= Beginning of Section =

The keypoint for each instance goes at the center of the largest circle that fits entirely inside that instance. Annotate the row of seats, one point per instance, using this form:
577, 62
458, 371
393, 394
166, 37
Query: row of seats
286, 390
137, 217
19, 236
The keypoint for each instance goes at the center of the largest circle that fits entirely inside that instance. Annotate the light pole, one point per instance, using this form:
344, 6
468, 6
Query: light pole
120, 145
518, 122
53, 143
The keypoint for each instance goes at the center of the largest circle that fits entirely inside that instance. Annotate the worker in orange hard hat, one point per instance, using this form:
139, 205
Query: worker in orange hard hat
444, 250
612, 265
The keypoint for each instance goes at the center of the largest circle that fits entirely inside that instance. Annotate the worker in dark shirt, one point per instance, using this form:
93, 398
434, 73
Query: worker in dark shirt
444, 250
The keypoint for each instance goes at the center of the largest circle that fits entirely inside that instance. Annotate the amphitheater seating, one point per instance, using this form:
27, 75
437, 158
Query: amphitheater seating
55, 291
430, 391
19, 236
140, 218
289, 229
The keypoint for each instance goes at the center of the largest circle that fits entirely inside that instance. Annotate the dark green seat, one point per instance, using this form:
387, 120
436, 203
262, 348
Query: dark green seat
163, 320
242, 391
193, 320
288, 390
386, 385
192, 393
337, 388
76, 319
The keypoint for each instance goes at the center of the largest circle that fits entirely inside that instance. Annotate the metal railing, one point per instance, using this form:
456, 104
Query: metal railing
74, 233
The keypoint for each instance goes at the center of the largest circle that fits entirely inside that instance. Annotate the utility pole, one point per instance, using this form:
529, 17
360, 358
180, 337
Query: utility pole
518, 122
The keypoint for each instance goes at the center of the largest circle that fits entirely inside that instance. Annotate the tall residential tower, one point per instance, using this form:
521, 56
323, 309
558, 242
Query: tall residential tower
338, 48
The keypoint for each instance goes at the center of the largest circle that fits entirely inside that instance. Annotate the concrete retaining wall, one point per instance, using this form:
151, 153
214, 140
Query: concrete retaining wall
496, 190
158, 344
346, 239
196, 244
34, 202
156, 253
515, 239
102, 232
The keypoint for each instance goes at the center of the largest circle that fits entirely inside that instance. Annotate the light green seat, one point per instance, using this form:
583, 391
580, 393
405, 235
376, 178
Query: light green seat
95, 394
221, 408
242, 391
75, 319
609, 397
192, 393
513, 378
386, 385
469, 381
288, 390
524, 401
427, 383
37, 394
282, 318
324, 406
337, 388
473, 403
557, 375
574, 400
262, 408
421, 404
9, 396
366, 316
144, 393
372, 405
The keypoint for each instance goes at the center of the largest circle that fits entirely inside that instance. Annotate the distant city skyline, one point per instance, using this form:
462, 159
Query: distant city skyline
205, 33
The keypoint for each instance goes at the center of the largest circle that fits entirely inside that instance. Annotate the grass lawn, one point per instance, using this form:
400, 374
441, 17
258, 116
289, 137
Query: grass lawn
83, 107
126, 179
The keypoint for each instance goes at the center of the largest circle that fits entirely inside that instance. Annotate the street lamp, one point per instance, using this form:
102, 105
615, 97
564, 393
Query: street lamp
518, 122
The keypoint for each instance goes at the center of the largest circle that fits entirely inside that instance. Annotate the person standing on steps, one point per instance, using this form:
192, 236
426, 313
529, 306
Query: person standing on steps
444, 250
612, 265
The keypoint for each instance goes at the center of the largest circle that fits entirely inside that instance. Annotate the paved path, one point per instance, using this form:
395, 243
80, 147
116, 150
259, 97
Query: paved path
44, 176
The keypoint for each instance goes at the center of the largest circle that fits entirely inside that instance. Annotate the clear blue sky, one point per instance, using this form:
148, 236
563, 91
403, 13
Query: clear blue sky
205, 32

= End of Section =

### Exercise details
Exactly as it stands, output the whole listing.

### Response to the exercise
The keypoint for each instance goes at the center of the largest circle that fits entirely inside that instance. Annotate the row of seats, one point per instance, using this form:
577, 62
458, 371
393, 394
166, 37
Query: row of seats
286, 390
137, 217
19, 236
The keypoint for each instance goes at the center of the largest circle that fits entirely inside that instance. Annotate the light pole, one point per instance, using this form:
344, 6
468, 6
Query: light pole
120, 145
518, 122
53, 143
The keypoint for each instance goes at the center of the largest circle that fits entirely inside that instance. Annotate the worker in orange hard hat, one point per instance, using this form:
139, 205
Query: worker in orange hard hat
444, 250
612, 265
The keypoint for each instance goes at the center of the largest circle that fits entirely inside that instance. Annotate the worker in dark shirt, one point per instance, using this form:
93, 398
434, 73
Query: worker in dark shirt
444, 250
The keypoint for each instance goes at the center of the largest circle that fits entirely inside that instance. Annotate the amphitheater seating, one point per instance, using this form:
27, 75
437, 158
Query: amphitheater seating
55, 291
430, 391
19, 236
140, 218
289, 229
The keypoint for each instance goes at the center of the largest circle that fits entirely inside that instance. Annotate the dark green seat, one point per instance, using this form:
387, 120
436, 203
262, 348
Query: dark green seat
163, 320
242, 391
193, 320
288, 390
386, 385
192, 393
337, 388
76, 319
The keypoint for each instance goes at the center of the largest circle that fits entirely inside that instance. Annotate the metal railing, one point per instance, using this form:
456, 104
Query: metal railing
74, 233
The keypoint for each instance goes at the center of the largest circle that fits entirely inside that instance. Annotate the utility pole, one point per instance, using this form:
529, 17
360, 358
180, 337
Query: utility pole
518, 122
The keypoint for each instance goes at the center of the largest circle that fits entirely inside that instance. Annotate the tall residential tower, one point per instance, using this form:
521, 56
323, 309
558, 242
Query: tall residential tower
338, 48
The keypoint for each instance goes at the center of the largest circle that fits entirely inside that instance. Annotate the concrete retaining wall, one point per instance, using this form:
151, 153
214, 140
Query: concrete retaining wall
496, 190
158, 344
346, 239
196, 244
34, 202
156, 253
515, 239
102, 232
The keypoint for each instance goes at the center of the largest circle that fits entirely inside that instance. Annotate the light green seat, one point per instance, using this form:
583, 391
580, 393
405, 235
376, 178
Query: light green seat
95, 394
221, 408
242, 391
75, 319
609, 397
192, 393
513, 378
386, 385
469, 381
288, 390
524, 401
427, 383
37, 394
282, 318
324, 406
337, 388
473, 403
557, 375
574, 400
262, 408
421, 404
9, 396
366, 316
144, 393
372, 405
The keypoint for each instance goes at the center of the largest circle that fits entirely inside that instance. Annotate the distant city skyline, one point per instance, using this form:
462, 159
Query: distant city skyline
205, 33
The keypoint for each instance goes at the center of the largest circle that fits entirely inside that instance. Annotate the grass lawn, one point per instance, using this form:
400, 374
441, 17
258, 116
289, 137
Query: grass lawn
83, 107
126, 179
The keypoint for each instance goes at the center of the largest circle that fits entirely inside that instance. Annotate the street lamp, one point per instance, using this form:
102, 105
615, 97
564, 393
Query: street lamp
518, 122
The keypoint for each instance goes at the center of the largest circle that fits entirely inside that instance. Annotate the person standing on steps, one point per instance, using this form:
192, 236
426, 313
529, 306
Query: person standing on steps
444, 250
612, 265
The keypoint for each instance goes at the center of the largest circle that fits entirely inside that instance. Annotate the paved path, one point per instance, using this form:
395, 243
80, 147
116, 150
259, 97
Query: paved path
44, 176
The keypoint for each instance goes at the center of the largest circle that fits entirely inside that instance. Annotate the clear blue sky, one point per instance, using this form:
148, 236
563, 91
403, 13
Query: clear blue sky
205, 32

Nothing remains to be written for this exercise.